(Extracted data entries)
○ ○ ○ ○

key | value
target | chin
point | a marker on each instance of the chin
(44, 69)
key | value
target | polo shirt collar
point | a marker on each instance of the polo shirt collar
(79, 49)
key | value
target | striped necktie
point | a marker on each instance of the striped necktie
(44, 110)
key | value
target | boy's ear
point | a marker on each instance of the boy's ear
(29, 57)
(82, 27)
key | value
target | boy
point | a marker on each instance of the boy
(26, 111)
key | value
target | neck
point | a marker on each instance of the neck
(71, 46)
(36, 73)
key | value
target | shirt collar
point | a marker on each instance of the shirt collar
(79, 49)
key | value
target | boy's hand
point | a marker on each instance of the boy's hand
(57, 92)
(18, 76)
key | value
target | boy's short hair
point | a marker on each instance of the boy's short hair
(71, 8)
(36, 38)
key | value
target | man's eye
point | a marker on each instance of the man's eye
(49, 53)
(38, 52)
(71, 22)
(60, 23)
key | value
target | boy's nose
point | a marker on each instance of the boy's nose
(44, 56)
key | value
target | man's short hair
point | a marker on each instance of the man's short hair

○ ○ ○ ○

§ **Stated problem**
Every entry must be retyped in full, exactly as given.

§ **Response**
key | value
target | chin
point | a marker on each instance of the chin
(44, 69)
key | value
target | polo shirt collar
point | a marker on each instance of the polo shirt collar
(79, 49)
key | value
target | striped necktie
point | a marker on each instance of the striped necktie
(44, 110)
key | value
target | boy's ear
point | a marker on each instance of the boy's ear
(29, 57)
(82, 27)
key | value
target | boy
point | a marker on each instance of the boy
(26, 111)
key | value
target | neck
point | a marker on each instance of the neck
(71, 46)
(36, 73)
key | value
target | shirt collar
point | a marker on each instance of the shirt collar
(79, 49)
key | value
target | boy's hand
point | a marker on each instance of the boy's hand
(57, 92)
(18, 76)
key | value
target | boy's short hair
point | a marker on each instance of the boy's short hair
(71, 8)
(36, 38)
key | value
target | man's eye
point | a marker on each instance of the man's eye
(49, 53)
(38, 52)
(71, 22)
(60, 23)
key | value
target | boy's nose
point | a marker on each instance of the boy's nose
(44, 56)
key | value
target | man's short hair
point | a marker on each instance of the man's short hair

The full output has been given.